# Instructions for the task:
Among the entries below, please show each line that carries the word "accordion".
Start of Data for review
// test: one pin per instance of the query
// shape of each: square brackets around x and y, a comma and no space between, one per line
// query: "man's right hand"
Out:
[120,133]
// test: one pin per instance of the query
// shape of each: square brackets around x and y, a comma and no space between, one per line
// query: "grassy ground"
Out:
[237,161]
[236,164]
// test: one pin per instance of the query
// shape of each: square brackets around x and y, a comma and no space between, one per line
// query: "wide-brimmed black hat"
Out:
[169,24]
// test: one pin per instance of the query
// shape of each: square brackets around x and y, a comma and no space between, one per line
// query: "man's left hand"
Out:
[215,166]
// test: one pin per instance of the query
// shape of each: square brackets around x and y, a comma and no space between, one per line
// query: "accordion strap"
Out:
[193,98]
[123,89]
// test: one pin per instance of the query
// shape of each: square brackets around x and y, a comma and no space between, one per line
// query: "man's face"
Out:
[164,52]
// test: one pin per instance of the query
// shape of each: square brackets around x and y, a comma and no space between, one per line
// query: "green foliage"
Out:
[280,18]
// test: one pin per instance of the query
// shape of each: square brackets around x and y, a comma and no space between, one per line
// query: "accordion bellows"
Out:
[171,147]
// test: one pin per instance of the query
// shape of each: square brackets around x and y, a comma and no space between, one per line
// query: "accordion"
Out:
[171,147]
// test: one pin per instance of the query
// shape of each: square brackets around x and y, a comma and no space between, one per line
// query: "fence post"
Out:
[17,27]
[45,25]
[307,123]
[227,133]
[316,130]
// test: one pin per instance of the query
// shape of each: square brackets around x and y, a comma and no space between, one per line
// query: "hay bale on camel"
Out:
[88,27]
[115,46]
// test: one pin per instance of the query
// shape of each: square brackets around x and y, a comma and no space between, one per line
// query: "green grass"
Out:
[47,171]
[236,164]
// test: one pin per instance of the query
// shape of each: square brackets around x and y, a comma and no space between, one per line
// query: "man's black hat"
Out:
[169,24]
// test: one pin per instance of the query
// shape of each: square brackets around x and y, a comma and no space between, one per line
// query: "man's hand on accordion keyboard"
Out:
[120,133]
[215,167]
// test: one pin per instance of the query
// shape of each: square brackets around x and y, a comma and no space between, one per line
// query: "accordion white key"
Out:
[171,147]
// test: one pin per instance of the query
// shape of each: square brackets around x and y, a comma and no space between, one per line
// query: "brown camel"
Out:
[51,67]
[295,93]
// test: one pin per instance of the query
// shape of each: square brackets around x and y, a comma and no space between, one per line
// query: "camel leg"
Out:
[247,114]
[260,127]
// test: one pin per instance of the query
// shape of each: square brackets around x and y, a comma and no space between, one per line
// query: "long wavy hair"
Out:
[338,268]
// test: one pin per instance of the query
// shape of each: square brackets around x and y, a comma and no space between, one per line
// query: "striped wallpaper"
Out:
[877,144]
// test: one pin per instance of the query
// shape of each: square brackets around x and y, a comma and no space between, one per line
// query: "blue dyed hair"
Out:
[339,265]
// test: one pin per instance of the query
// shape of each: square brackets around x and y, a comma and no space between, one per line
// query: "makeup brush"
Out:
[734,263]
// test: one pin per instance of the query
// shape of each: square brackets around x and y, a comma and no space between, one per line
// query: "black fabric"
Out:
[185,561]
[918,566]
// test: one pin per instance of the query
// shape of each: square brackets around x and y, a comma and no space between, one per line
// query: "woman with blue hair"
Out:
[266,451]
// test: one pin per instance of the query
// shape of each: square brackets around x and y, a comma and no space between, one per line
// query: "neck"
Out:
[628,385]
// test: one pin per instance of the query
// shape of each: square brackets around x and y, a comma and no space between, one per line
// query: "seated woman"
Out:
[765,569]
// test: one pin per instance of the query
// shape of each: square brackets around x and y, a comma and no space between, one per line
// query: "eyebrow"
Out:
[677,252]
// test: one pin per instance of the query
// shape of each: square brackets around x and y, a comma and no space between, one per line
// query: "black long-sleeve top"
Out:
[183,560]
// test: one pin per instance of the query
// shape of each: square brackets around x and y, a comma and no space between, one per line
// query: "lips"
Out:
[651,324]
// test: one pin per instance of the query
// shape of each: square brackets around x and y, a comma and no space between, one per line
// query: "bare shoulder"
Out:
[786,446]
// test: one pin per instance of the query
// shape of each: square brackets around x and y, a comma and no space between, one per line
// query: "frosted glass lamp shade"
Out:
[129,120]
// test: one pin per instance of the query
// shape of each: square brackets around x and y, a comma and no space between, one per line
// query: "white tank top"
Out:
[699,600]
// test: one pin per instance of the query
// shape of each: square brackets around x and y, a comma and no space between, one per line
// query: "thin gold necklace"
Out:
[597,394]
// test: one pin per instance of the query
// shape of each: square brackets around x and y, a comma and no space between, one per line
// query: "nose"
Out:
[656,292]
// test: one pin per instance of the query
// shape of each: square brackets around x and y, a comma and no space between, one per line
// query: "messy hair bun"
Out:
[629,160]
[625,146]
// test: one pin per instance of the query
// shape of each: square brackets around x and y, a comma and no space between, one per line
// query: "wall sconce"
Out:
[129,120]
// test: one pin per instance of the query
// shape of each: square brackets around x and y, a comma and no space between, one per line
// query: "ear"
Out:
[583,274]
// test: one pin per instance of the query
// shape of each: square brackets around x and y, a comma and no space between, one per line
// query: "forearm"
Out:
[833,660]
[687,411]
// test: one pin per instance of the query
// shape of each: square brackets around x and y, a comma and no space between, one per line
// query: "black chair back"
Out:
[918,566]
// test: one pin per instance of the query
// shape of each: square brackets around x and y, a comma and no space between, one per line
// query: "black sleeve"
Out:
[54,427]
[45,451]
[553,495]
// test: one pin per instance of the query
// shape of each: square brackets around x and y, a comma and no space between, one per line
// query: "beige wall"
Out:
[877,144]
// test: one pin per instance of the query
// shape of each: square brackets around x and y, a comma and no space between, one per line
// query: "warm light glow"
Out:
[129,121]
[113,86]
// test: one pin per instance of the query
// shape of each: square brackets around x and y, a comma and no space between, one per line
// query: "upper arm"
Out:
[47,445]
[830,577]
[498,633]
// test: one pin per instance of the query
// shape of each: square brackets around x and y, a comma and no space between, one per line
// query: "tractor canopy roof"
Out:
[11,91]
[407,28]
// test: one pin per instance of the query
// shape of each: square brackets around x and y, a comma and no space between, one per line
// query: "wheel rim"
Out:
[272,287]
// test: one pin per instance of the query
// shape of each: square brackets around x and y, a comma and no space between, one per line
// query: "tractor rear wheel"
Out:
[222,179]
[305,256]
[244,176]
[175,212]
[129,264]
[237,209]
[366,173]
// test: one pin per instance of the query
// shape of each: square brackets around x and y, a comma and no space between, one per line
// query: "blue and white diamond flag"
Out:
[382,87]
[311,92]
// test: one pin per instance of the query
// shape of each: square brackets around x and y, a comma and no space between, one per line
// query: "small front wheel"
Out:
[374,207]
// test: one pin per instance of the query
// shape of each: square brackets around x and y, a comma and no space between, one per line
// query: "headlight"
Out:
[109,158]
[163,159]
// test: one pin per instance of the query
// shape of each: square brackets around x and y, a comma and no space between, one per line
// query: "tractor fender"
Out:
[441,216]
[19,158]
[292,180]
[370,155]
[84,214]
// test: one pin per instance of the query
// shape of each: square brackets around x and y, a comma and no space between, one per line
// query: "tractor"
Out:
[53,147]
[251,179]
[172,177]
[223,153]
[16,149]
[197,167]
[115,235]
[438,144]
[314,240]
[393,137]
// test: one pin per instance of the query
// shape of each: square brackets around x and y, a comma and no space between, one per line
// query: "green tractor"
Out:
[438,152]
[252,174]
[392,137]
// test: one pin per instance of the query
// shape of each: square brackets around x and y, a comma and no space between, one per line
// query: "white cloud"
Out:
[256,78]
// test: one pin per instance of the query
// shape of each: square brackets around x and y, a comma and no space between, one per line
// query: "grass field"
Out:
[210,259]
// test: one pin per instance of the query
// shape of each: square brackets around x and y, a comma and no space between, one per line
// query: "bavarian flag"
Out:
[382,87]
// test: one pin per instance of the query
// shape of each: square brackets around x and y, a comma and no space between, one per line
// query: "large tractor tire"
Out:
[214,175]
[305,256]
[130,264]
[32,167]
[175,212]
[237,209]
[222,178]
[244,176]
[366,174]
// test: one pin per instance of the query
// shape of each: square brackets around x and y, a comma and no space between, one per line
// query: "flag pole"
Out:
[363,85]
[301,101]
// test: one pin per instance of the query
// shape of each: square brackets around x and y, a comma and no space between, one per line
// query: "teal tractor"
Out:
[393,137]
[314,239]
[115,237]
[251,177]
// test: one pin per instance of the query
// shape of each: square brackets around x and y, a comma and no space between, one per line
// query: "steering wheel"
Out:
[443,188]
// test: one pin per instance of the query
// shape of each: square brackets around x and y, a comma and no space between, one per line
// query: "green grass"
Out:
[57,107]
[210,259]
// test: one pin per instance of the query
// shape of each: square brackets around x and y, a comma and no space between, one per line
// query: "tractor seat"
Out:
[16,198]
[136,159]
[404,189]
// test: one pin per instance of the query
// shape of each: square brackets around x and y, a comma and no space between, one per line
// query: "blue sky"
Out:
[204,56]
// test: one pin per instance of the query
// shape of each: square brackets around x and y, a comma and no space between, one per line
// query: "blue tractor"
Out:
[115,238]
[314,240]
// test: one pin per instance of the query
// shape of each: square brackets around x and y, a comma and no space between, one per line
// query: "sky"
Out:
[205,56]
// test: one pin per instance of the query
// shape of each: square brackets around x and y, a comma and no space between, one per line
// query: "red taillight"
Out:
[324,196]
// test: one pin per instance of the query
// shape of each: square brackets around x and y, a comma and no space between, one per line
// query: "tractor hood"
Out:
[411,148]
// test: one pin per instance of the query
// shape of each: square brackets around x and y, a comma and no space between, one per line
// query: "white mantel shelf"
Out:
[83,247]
End of Data for review
# Solution:
// query: "accordion strap"
// query: "accordion bellows"
// query: "accordion"
// query: "man's hand on accordion keyboard"
// query: "accordion white key"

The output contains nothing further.